* [WHAT IS EXPECTED]:
Rewrite the lines below from the line that has "like x=920, y=42." through the line that has "x=400, y=778", changing "muddy ground" to "wet soil" and leaving everything else as it is.
--- Begin ---
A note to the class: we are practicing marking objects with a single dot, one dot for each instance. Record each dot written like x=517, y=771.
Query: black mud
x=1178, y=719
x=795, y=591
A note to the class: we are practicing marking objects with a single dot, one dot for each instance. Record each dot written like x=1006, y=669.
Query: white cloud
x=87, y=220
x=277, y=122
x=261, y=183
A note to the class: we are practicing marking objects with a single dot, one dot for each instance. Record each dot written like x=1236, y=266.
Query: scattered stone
--- End ---
--- Begin ---
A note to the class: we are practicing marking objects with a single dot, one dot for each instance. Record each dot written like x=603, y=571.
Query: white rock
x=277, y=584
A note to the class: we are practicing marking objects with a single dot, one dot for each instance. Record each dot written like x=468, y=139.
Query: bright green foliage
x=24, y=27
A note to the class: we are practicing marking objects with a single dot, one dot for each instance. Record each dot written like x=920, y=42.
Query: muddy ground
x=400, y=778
--- End ---
* [SOLUTION TO THE PROBLEM]:
A note to the class: we are practicing marking objects with a single dot, one dot for each instance. Record each dot written like x=920, y=42.
Query: wet soil
x=400, y=778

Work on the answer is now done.